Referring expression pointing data
● ● ● ● ● ● ●
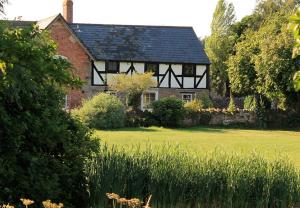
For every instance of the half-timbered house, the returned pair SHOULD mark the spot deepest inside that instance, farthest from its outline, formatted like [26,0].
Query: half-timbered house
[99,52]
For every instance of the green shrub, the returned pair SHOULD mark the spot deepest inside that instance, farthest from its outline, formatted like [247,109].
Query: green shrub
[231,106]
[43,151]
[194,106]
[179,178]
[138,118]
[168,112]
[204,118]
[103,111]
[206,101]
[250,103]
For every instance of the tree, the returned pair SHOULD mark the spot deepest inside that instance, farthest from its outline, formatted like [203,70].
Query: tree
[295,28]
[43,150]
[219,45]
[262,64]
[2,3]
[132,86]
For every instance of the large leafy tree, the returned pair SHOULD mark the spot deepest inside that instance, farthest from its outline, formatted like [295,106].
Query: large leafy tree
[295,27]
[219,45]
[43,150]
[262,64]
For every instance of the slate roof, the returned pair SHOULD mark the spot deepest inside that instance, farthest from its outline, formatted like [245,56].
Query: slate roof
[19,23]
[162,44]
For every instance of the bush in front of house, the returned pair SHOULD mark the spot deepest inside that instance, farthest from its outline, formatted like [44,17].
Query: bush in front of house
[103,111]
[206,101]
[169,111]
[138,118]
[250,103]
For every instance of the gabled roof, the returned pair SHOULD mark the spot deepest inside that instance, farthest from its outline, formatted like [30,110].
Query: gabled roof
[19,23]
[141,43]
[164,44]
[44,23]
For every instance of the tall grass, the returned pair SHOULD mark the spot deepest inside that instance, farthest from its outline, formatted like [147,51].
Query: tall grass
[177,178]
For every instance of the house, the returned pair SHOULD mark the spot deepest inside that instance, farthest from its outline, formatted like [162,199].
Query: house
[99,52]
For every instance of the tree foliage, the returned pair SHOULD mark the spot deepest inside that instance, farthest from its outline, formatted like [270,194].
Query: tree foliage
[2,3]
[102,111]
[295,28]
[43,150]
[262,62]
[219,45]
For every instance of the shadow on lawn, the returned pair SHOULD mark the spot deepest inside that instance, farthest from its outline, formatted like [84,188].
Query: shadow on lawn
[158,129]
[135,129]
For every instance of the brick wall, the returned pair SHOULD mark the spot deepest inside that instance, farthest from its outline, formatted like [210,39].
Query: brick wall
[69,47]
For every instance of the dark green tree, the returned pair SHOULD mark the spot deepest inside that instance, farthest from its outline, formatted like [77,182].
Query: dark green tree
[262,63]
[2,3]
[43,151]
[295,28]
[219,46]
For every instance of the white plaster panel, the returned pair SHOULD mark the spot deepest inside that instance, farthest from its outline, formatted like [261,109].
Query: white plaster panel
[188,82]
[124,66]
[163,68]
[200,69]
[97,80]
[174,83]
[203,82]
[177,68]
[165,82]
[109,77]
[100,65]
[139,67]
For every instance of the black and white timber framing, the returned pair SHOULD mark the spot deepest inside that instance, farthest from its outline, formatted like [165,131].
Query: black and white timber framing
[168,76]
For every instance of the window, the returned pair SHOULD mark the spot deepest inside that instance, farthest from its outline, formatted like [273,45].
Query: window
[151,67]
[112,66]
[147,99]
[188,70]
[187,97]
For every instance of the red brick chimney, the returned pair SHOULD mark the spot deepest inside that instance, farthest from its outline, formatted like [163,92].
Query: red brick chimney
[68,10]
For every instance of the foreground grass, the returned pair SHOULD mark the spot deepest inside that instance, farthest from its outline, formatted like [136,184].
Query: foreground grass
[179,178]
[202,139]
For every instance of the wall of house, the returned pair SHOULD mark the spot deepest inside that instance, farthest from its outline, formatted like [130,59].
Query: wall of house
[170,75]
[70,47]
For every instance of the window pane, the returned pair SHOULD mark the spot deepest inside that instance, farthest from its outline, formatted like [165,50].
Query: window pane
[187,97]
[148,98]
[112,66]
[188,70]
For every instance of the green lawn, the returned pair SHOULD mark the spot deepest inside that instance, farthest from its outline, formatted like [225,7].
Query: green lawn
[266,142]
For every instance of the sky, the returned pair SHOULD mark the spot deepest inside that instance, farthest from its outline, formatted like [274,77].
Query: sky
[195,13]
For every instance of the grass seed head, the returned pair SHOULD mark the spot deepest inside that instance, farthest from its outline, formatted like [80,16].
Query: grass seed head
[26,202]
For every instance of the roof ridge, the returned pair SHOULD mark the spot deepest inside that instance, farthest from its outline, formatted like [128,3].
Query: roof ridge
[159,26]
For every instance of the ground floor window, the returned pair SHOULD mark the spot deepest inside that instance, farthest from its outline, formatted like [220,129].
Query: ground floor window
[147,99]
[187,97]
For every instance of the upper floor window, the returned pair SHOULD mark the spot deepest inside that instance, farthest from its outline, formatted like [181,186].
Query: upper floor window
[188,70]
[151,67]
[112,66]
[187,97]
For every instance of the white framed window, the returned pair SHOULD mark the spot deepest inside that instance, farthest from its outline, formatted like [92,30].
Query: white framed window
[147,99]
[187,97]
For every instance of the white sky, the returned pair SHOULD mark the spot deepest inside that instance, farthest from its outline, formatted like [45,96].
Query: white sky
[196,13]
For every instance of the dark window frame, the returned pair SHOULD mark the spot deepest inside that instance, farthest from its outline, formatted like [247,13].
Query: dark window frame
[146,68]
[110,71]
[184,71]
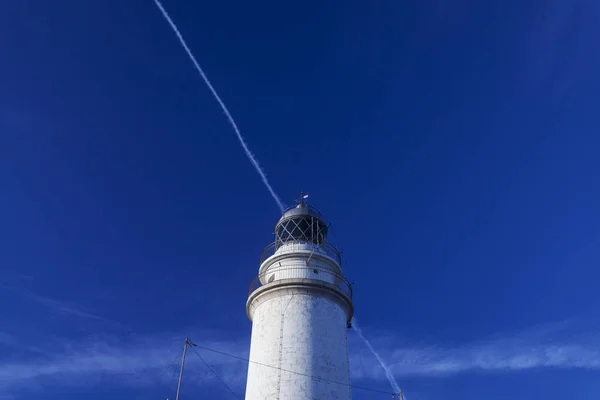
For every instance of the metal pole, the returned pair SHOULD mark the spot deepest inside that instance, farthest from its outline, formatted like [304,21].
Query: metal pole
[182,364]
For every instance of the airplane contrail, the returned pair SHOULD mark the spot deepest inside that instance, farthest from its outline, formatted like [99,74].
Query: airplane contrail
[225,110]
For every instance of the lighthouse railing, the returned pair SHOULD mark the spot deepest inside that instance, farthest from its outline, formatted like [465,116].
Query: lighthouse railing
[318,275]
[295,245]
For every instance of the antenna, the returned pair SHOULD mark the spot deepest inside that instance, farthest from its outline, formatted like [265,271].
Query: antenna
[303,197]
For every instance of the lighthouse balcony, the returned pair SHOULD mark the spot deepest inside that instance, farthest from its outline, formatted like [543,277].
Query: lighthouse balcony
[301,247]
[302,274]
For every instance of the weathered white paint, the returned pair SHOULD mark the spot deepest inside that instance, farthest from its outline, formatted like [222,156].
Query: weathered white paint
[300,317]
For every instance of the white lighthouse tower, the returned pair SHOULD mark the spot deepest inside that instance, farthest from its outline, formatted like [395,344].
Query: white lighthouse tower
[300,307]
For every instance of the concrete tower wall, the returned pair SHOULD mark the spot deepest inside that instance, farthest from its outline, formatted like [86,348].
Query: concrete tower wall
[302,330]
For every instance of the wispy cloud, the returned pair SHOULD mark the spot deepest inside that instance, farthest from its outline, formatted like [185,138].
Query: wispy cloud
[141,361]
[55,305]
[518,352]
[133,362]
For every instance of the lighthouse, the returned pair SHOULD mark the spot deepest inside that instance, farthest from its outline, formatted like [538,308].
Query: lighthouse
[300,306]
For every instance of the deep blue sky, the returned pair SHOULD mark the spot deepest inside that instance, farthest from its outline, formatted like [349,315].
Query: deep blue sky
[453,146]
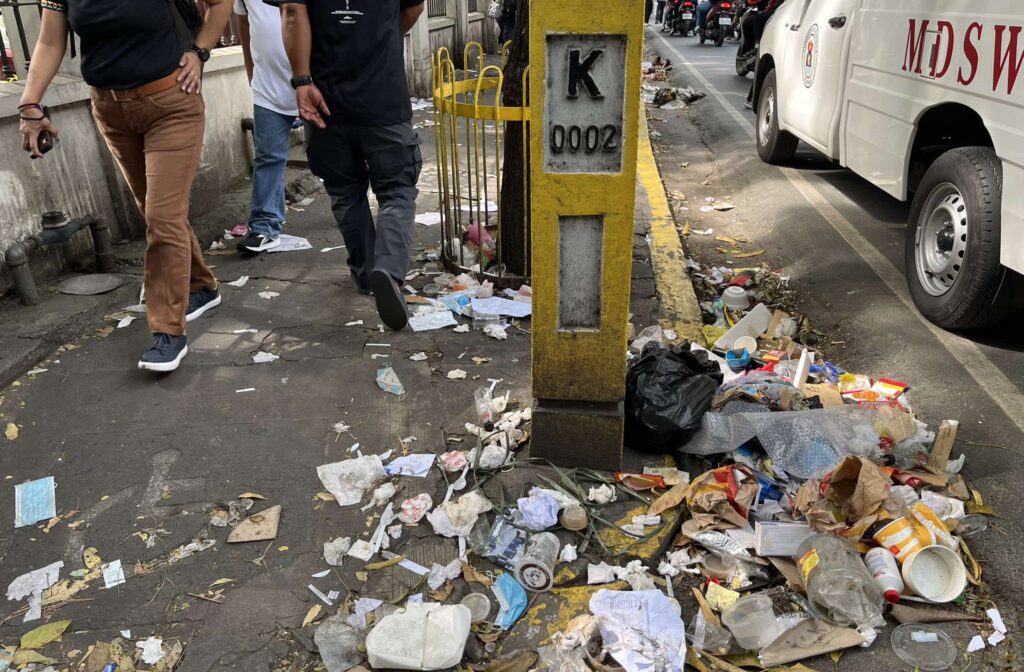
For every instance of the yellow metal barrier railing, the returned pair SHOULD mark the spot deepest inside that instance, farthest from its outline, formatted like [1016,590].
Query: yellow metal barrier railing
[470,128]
● ● ● ● ● ● ●
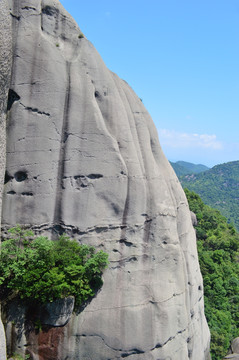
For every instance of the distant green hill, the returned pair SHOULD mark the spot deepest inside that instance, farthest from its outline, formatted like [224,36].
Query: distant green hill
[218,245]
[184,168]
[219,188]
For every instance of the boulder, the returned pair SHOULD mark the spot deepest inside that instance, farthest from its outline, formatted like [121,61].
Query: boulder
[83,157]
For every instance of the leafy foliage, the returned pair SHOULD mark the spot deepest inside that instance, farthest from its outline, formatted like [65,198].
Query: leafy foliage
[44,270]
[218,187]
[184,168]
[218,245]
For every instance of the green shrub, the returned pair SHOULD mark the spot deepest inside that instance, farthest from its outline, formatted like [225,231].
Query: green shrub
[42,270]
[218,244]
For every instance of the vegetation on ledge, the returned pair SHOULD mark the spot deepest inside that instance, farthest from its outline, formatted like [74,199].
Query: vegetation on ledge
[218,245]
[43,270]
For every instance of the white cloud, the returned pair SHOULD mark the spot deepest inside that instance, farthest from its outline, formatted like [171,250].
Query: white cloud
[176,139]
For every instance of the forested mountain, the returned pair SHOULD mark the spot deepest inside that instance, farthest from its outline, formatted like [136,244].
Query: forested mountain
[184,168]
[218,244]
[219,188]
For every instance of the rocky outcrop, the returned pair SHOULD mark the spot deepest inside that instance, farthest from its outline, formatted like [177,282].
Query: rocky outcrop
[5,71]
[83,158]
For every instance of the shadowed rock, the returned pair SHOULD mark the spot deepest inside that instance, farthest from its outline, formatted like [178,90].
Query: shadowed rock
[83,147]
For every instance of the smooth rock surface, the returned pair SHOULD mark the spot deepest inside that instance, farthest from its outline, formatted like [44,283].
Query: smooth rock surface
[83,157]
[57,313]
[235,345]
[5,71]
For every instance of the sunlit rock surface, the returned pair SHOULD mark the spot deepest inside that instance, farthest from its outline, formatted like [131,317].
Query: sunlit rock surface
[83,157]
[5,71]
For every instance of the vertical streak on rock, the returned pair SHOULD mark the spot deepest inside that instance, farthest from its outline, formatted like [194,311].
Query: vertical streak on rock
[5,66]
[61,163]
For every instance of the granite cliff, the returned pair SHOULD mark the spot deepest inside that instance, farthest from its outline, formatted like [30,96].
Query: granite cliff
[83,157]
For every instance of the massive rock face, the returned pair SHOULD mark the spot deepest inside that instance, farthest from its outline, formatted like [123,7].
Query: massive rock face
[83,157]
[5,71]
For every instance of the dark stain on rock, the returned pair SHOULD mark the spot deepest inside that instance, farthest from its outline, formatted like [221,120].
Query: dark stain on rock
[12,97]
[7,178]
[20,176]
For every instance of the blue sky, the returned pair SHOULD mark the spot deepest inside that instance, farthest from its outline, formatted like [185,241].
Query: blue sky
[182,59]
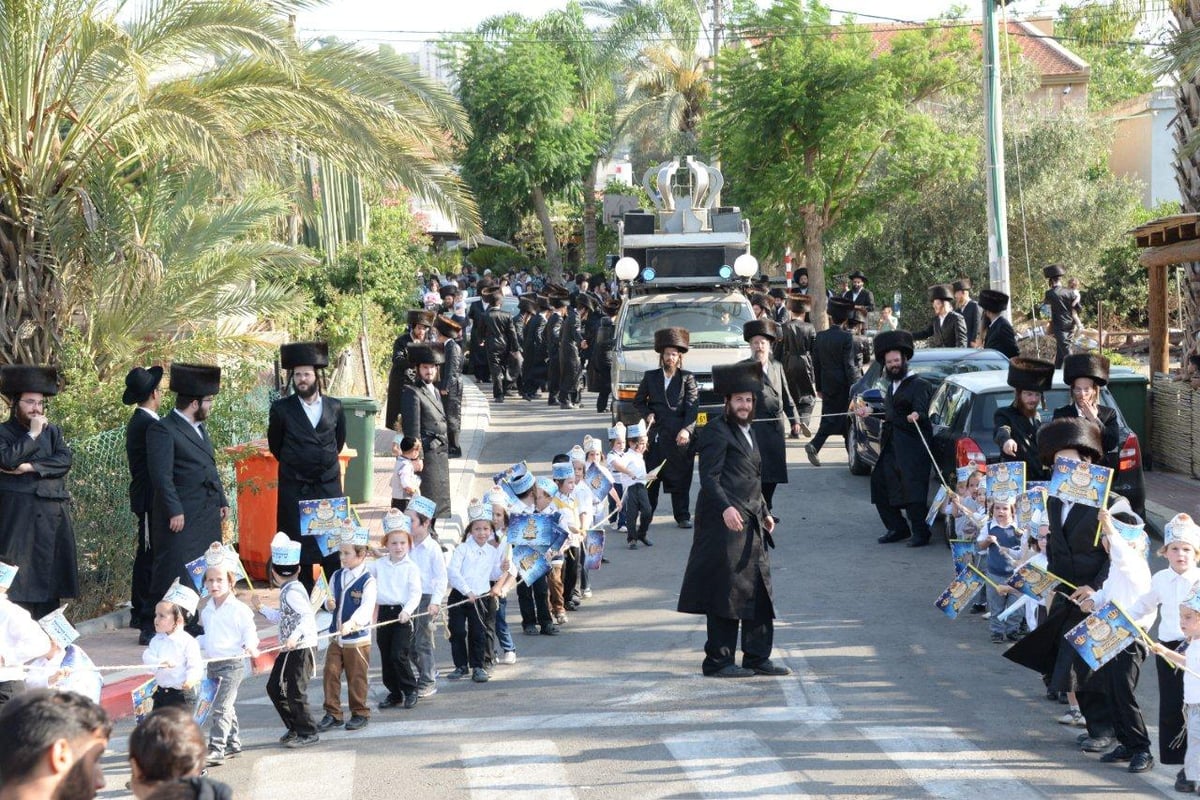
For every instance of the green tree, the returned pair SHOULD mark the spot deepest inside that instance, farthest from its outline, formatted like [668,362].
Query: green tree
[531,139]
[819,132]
● ● ● ● ● ● ●
_WORK REQUIRED_
Looking at the data above, return every line from the one with "For every instance of the black" down to the one with "For every instance of the window, the", exactly and inclusively.

_TASK ANSWER_
For every instance of the black and white timber framing, the returned pair SHOULD mark the spot deepest inside that instance, farthest from its outline, formatted like [165,131].
Query: black and white timber framing
[168,76]
For every instance of the window, the returned pair SHOULD mark the spot deepest inside that instance, farthest from its outline, formatted like [273,45].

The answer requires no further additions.